_Passage to read:_
= Howth gun-running =

1914 incident in Ireland

The Howth gun-running (/ˈhoʊθ/ HOHTH-') was the smuggling of 1,500 Mauser rifles to Howth harbour for the Irish Volunteers, an Irish nationalist paramilitary force, on 26 July 1914. The unloading of guns from a private yacht during daylight hours attracted a crowd, which prompted police and military forces to intervene. A riot ensued and the attempt to seize the weapons was unsuccessful. As the King's Own Scottish Borderers returned to barracks, they were accosted by a mob at Bachelors Walk, who threw stones and exchanged insults with the soldiers. In an event later termed the Bachelor's Walk massacre, the soldiers shot into the crowd, resulting in the deaths of four civilians and the wounding of at least 38.

== The plan ==
According to Darrell Figgis, the plan was first conceived in April 1914, in response to the Curragh incident on 20 March. Many Irish people believed that the British Army could not be relied on to enforce Home Rule when it was enacted, and many Irish Volunteers also felt that availability of arms would aid recruitment. At a lunch attended by Alice Stopford Green, Sir Roger Casement, Figgis and Eoin MacNeill, it was decided that Figgis would contact Michael O'Rahilly to raise funds to buy arms. George Fitz-Hardinge Berkeley subscribed the largest amount.

_Problems to solve:_
1. Please rewrite the Howth gun-running article from "The Howth gun-running" up to and including "at least 38.", putting "pleasure boat" in place of "private yacht".
2. Do these statements agree with the Howth gun-running article? Answer yes or no for each and quote the words that decide it.
(a) The weapons brought to Howth harbour were 1,500 Mauser rifles.
(b) The police and military succeeded in seizing the weapons.
(c) George Fitz-Hardinge Berkeley gave more money than any other subscriber.
The lines that follow have nothing to do with the Howth gun-running article.

_Information supplied:_
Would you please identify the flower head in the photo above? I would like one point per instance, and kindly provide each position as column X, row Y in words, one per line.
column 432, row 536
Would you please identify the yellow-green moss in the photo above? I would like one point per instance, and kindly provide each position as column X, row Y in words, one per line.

_Answers per task:_
1.
The Howth gun-running (/ˈhoʊθ/ HOHTH-') was the smuggling of 1,500 Mauser rifles to Howth harbour for the Irish Volunteers, an Irish nationalist paramilitary force, on 26 July 1914. The unloading of guns from a pleasure boat during daylight hours attracted a crowd, which prompted police and military forces to intervene. A riot ensued and the attempt to seize the weapons was unsuccessful. As the King's Own Scottish Borderers returned to barracks, they were accosted by a mob at Bachelors Walk, who threw stones and exchanged insults with the soldiers. In an event later termed the Bachelor's Walk massacre, the soldiers shot into the crowd, resulting in the deaths of four civilians and the wounding of at least 38.

2.
(a) Yes: "the smuggling of 1,500 Mauser rifles to Howth harbour"
(b) No: "the attempt to seize the weapons was unsuccessful"
(c) Yes: "George Fitz-Hardinge Berkeley subscribed the largest amount"